* **Task to complete**
Every line from the one that contains "Where in this photo can the overcast" to the last line of the listing below should be quoted verbatim. Pictures are excluded.

▬▬▬

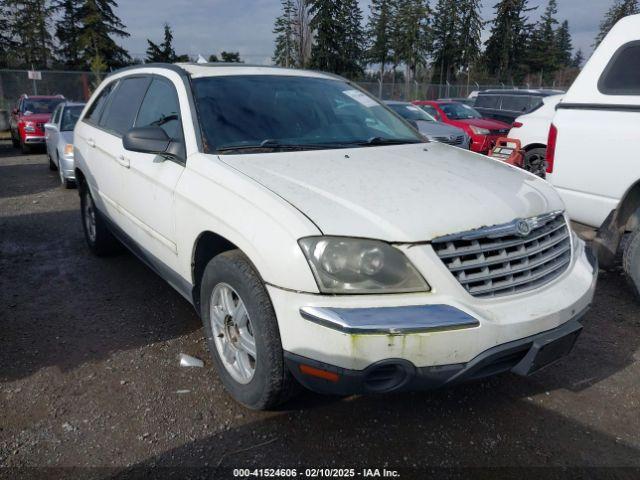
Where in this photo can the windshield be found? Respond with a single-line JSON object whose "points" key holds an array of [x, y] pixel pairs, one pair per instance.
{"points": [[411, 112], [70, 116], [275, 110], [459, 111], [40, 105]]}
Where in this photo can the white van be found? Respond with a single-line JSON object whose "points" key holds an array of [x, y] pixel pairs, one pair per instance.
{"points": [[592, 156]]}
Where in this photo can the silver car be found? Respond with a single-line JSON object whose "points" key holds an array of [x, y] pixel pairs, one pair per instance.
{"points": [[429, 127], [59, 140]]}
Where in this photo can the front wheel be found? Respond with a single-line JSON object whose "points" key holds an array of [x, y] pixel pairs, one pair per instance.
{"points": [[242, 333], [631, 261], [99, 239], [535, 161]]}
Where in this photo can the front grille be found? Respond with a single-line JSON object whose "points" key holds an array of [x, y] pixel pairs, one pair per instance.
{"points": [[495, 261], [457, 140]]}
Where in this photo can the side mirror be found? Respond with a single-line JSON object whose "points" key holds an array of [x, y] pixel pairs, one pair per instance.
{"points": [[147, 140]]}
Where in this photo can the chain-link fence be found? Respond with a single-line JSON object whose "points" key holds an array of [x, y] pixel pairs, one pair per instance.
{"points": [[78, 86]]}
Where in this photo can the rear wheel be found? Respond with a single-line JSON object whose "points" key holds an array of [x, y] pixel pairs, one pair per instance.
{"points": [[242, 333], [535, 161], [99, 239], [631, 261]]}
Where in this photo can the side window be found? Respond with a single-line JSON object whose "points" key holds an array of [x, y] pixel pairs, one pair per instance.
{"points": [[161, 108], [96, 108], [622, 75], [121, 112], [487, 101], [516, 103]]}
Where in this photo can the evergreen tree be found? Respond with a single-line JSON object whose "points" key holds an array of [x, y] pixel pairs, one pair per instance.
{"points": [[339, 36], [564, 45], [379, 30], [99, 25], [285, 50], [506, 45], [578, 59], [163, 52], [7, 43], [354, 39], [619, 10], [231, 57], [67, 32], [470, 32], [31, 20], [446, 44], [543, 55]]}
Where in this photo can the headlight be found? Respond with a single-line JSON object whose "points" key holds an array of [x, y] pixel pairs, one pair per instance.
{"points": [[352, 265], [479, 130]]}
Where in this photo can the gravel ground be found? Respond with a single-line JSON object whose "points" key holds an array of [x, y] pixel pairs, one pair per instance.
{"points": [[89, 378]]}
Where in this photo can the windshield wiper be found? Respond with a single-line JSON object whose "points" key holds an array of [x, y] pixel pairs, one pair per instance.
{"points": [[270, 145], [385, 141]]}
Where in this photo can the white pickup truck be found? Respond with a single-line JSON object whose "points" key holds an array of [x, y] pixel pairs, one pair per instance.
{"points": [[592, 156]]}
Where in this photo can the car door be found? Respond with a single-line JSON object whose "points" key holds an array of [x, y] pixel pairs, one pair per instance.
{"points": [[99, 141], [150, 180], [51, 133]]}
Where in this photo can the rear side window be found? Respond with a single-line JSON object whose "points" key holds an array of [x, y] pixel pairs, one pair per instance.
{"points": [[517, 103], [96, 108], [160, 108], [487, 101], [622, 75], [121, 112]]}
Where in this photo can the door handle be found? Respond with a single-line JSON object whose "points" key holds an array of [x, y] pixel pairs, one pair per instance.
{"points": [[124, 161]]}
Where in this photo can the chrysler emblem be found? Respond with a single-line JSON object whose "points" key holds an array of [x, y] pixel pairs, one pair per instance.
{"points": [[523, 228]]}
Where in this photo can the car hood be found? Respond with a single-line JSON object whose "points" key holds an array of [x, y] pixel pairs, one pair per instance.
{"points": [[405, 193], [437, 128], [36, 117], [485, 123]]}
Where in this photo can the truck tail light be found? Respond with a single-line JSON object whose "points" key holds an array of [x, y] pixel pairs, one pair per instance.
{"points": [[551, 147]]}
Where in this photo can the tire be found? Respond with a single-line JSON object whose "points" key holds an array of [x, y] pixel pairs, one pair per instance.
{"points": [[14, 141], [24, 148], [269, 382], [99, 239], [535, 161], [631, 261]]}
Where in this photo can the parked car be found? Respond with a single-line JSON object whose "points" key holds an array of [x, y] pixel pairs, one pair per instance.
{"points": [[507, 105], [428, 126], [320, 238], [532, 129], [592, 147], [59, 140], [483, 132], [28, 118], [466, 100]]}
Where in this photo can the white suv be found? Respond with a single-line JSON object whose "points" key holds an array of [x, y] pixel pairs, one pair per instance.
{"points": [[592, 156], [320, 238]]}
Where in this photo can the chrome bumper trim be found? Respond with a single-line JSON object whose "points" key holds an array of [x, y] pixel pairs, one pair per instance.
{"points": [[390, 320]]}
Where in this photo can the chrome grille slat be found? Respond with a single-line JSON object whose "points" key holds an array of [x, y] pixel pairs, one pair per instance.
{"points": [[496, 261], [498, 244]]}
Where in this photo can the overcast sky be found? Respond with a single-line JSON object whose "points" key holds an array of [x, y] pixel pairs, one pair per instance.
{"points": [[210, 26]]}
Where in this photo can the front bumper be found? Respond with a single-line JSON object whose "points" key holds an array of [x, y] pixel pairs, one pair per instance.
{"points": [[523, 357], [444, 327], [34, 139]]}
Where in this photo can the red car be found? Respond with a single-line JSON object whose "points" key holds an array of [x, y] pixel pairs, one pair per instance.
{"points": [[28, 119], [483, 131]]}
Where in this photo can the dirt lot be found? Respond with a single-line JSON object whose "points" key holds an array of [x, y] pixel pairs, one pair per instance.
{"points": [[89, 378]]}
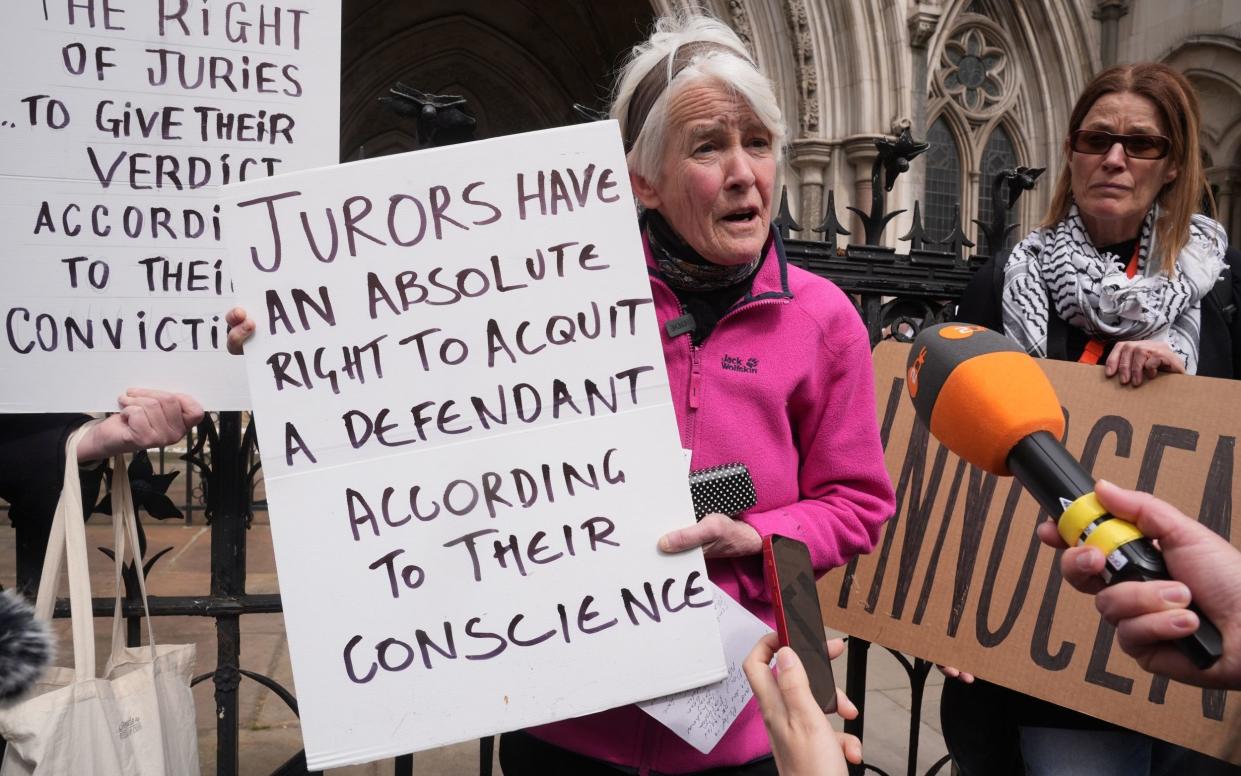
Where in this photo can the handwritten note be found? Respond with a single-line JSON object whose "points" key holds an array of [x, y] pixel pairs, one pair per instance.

▬▬▬

* **Task answer**
Where in this photo can the overcast sky be found? Respond with a single-line JSON object whose "points" key holds an array of [x, y] pixel pairs, one pair per instance.
{"points": [[210, 26]]}
Where in this photo can the front bumper be found? Respond with a single-line JSON object whose "points" key holds an array of [x, y] pixel pairs, one pair per instance.
{"points": [[523, 357], [444, 327], [34, 139]]}
Where in this photo can the red car be found? Respond with a single-line JSON object whose "points" key holds an array of [x, y] pixel pairs, one pair per instance.
{"points": [[28, 119], [483, 131]]}
Where in this photo can the dirt lot be found? Respond with a single-line JSON object whose "points" key holds an array of [x, y] pixel pairs, one pair per instance.
{"points": [[89, 378]]}
Where in this photo can the handwritten note be found? Respond with a single-line JSON object whose "points" key holds an array of [x, y] pixel pairs, one pair per instance.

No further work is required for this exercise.